TASK DIRECTIONS> An exact transcription of all the data is required.

Segment Start: PROVIDED ENTRIES

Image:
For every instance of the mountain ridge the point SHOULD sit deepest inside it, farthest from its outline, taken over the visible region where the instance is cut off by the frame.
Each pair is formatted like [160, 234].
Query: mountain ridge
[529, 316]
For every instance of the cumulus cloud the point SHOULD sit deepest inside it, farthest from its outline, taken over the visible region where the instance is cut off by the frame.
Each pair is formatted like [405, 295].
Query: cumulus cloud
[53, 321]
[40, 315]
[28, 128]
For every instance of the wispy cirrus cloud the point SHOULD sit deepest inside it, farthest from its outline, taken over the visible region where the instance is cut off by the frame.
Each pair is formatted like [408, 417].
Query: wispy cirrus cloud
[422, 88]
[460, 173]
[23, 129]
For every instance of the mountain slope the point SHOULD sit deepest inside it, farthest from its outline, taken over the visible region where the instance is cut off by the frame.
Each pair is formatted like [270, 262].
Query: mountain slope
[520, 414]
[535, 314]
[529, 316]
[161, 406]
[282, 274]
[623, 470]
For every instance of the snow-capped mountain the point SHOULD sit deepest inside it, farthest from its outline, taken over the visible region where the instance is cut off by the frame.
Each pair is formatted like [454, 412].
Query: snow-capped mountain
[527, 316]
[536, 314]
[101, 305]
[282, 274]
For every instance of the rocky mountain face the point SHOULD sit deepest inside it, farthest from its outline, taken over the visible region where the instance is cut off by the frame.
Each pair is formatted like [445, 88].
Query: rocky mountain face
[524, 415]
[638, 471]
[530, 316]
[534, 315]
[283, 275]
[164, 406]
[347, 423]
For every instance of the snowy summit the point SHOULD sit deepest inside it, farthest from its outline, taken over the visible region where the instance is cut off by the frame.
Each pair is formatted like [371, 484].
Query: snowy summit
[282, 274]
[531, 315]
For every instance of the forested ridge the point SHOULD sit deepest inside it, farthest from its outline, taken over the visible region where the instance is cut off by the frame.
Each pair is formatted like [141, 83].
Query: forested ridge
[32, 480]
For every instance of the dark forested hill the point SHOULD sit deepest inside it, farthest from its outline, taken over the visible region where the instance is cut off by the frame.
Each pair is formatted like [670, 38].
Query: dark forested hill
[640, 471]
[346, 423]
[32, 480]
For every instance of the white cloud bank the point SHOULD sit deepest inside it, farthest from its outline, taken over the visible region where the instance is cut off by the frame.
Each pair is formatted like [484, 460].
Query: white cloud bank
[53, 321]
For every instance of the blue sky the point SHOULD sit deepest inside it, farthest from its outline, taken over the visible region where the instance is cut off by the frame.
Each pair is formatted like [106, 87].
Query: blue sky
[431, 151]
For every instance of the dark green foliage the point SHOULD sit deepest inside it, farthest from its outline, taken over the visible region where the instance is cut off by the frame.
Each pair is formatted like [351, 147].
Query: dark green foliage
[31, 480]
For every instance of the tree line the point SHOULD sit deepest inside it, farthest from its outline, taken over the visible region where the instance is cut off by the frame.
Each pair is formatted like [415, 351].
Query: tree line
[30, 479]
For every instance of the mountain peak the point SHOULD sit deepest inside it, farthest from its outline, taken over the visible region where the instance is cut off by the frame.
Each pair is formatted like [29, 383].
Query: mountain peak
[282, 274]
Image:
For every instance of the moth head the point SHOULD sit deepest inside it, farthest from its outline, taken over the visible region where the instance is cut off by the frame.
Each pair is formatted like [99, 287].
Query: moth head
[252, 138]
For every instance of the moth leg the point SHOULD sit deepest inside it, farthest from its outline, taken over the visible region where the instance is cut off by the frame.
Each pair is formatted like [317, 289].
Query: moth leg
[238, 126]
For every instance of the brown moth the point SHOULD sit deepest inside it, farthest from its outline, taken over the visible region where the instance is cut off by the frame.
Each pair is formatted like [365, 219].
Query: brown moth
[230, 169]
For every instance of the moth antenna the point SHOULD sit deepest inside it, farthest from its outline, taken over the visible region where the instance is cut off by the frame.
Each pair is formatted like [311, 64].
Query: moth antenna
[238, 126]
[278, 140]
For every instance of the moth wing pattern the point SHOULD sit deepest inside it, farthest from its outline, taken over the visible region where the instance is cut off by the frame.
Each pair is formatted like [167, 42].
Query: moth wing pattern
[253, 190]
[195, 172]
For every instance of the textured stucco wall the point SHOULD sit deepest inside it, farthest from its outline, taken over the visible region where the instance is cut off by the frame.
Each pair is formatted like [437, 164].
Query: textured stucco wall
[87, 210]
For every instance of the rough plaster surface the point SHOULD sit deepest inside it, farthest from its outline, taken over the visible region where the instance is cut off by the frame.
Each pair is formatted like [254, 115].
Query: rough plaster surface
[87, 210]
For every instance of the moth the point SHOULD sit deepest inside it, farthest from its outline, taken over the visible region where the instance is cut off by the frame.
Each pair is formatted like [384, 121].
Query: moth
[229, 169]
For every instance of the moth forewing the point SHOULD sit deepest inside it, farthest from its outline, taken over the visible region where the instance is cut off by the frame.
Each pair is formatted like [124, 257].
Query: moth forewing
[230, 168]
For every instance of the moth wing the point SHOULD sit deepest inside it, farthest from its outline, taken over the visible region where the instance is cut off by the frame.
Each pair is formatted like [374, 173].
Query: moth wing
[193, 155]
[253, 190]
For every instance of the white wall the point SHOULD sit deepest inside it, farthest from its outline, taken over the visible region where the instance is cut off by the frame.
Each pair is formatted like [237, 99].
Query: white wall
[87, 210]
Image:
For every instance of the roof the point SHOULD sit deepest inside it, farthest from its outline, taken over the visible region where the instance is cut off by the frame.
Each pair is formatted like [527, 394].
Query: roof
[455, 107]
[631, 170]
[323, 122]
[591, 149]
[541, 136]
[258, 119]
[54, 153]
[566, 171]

Segment End: PROVIDED ENTRIES

TASK RESULT>
Image:
For every instance of the mountain ridge the point SHOULD sit deepest inside it, farthest from its outline, taken over the visible region where the instance is cut off by the frame.
Each pair is formatted like [160, 234].
Query: mountain ridge
[529, 316]
For every instance of the cumulus cloud the point SHOULD sit deepest inside it, farthest from its outline, taken over the visible region where the instance is cut off by the frame.
Each pair is formatted like [405, 295].
Query: cumulus cloud
[53, 321]
[40, 315]
[28, 128]
For every instance of the wispy cirrus cloud the point SHOULD sit deepest inside it, farthest from its outline, taken over the visible region where the instance is cut off by the frame.
Each pair is formatted like [408, 417].
Query: wispy cirrus cloud
[422, 88]
[460, 173]
[23, 129]
For every instance of the mountain slope the point SHOULD sit deepest inside it, farthest from its outline, taken over the visible region where the instance is cut off by the frame.
Each pair is formatted like [270, 262].
Query: mountain slope
[520, 414]
[535, 314]
[529, 316]
[161, 406]
[282, 274]
[623, 470]
For every instance of the snow-capped mountain the point SHOULD sit deepest inside it, farthest from its outline, taken over the visible region where the instance is cut off by the frame.
Each pair is formatted like [454, 412].
Query: snow-capped mountain
[527, 316]
[536, 314]
[101, 305]
[282, 274]
For every instance of the rocky mountain face the point SHOULD sit deepest inside it, farthest from its outline, taken over the visible region where the instance is cut off by the frame.
Each pair is formatted like [445, 88].
Query: rocky mountain face
[524, 415]
[638, 471]
[530, 316]
[534, 315]
[283, 275]
[164, 406]
[347, 423]
For every instance of the snowy summit the point SHOULD sit deepest inside it, farthest from its outline, taken over the visible region where the instance is cut off by the frame.
Each pair is formatted like [371, 484].
Query: snowy summit
[282, 274]
[531, 315]
For every instance of the forested ridge the point SHOULD sit deepest inside it, farthest from its outline, taken over the visible region where the instance is cut off by the frame.
Each pair is formatted like [141, 83].
Query: forested ridge
[32, 480]
For every instance of the dark forested hill the point SHOULD sit deepest inside it, farthest from its outline, taken over the visible region where the instance is cut off by the frame.
Each pair is formatted like [670, 38].
Query: dark forested hill
[640, 471]
[346, 423]
[32, 480]
For every instance of the white cloud bank the point SHOULD sit deepest inside it, farthest from its outline, taken over the visible region where the instance is cut off by the frame.
Each pair is formatted like [484, 460].
Query: white cloud bank
[53, 321]
For every instance of the blue sky the point SHOULD sit deepest inside it, farthest from its outline, taken over the visible region where the instance is cut off by the frame.
Each pair is formatted like [106, 87].
Query: blue sky
[431, 151]
For every instance of the dark green foliage the point SHOULD sit deepest inside it, farthest from its outline, taken over the visible region where the instance is cut off by the frame.
Each pair is formatted like [351, 147].
Query: dark green foliage
[31, 480]
For every instance of the tree line the point SHOULD sit deepest inside it, farthest from its outline, taken over the visible region where the instance is cut off by the frame.
Each pair is formatted like [415, 351].
Query: tree line
[30, 479]
For every instance of the mountain peak the point SHOULD sit deepest inside it, farthest from its outline, taken over the visible region where the instance is cut off by the frame.
Each pair is formatted like [29, 383].
Query: mountain peak
[282, 274]
Image:
For every instance of the moth head the point SHOULD sit deepest inside it, farthest from its outline, taken over the visible region where the instance is cut off by the frame.
Each pair is formatted like [99, 287].
Query: moth head
[252, 138]
For every instance of the moth leg the point SHOULD sit deepest inside it, farthest from its outline, taken over the visible region where the instance is cut off by the frame.
Each pair is formatted like [317, 289].
Query: moth leg
[238, 126]
For every instance of the brown moth the point SHOULD sit deepest inside it, farthest from its outline, taken over the visible region where the instance is cut off by the frame.
Each pair is formatted like [365, 219].
Query: brown moth
[230, 169]
For every instance of the moth antenna the point SHOULD sit deepest inside it, farthest from its outline, taken over the visible region where the instance is cut off by the frame.
Each pair is formatted like [311, 64].
Query: moth antenna
[238, 126]
[278, 140]
For every instance of the moth wing pattern the point SHOULD sit deepest inside it, farthest from its outline, taken over the visible region where the instance is cut off by the frame.
Each pair is formatted like [167, 42].
Query: moth wing pattern
[253, 190]
[195, 172]
For every instance of the textured stucco wall the point SHOULD sit deepest inside it, farthest from its outline, taken over the visible region where the instance is cut off by the frame.
Each pair is formatted like [437, 164].
Query: textured stucco wall
[87, 210]
For every instance of the rough plaster surface the point SHOULD sit deepest inside it, farthest from its outline, taken over the visible region where the instance is cut off by the frame.
Each pair is formatted like [254, 115].
Query: rough plaster surface
[87, 210]
For every instance of the moth the point SHOULD sit deepest inside it, farthest from its outline, taken over the visible region where the instance is cut off by the frame.
Each pair is formatted like [384, 121].
Query: moth
[229, 169]
For every instance of the moth forewing the point SHOULD sit deepest inside it, farthest from its outline, taken over the visible region where the instance is cut off by the frame.
Each pair is formatted like [124, 257].
Query: moth forewing
[230, 168]
For every instance of the moth wing the point SHOULD sit deepest inside it, farthest from its outline, taken over the visible region where the instance is cut off by the frame.
Each pair is formatted like [374, 173].
Query: moth wing
[193, 155]
[253, 190]
For every instance of the white wall the point SHOULD sit deepest inside it, farthest from its outline, taken over the visible region where the instance is cut off by the frame.
Each pair is formatted like [237, 99].
Query: white wall
[87, 210]
Image:
For every instance of the roof the point SHOULD sit deepest inside it, farthest from its outline, taken over the visible region where the instance is cut off by the frame.
Each pair is formatted like [527, 394].
Query: roof
[455, 107]
[631, 170]
[323, 122]
[591, 149]
[541, 136]
[258, 119]
[54, 153]
[566, 171]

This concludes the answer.